■ **Required work**
Write every record out again exactly, and keep images out of it.

[Excerpt from a dataset]
::::
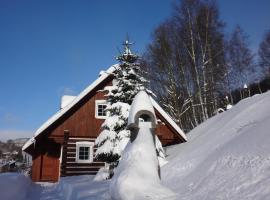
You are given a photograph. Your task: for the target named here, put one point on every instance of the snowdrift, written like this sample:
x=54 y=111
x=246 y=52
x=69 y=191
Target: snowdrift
x=227 y=157
x=14 y=186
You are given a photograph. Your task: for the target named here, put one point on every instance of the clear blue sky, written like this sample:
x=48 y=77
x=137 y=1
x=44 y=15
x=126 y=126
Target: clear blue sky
x=50 y=48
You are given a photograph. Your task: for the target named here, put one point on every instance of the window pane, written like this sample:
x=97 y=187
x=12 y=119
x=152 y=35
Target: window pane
x=84 y=153
x=101 y=110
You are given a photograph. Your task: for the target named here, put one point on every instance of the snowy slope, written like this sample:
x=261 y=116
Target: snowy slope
x=227 y=157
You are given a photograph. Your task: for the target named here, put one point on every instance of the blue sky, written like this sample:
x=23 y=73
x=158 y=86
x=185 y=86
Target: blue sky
x=51 y=48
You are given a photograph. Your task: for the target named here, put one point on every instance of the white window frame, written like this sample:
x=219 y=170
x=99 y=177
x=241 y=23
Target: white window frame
x=91 y=151
x=97 y=103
::::
■ **Written answer**
You are given a photograph. Your task: for the target named here, put one point on every instance of the snowdrift, written like this sample:
x=54 y=111
x=246 y=52
x=69 y=191
Target: snowdrift
x=227 y=157
x=14 y=186
You are given a photograph. Your task: for the target named here, put one point on every instance of the clear blue sky, written like this sample:
x=48 y=77
x=137 y=1
x=44 y=15
x=126 y=126
Target: clear blue sky
x=50 y=48
You are given a photograph. Your task: for the target named here, put one point on every instance of the window pane, written like this sample:
x=97 y=187
x=12 y=119
x=152 y=35
Target: window pane
x=84 y=153
x=101 y=110
You are given a photograph. Your task: for the target named here, put one point on every instance of the snowy slope, written like this sample:
x=261 y=116
Target: snowy slope
x=227 y=157
You are given a photograph. Your task: for the target named here, put one point on every instance of the blue sky, written like this sample:
x=23 y=73
x=158 y=86
x=185 y=86
Target: blue sky
x=51 y=48
You are given a photograph. Your task: for the target named here, put one point on every instance of the white window frame, written like this sample:
x=219 y=170
x=99 y=177
x=241 y=23
Target: white window frame
x=91 y=151
x=97 y=103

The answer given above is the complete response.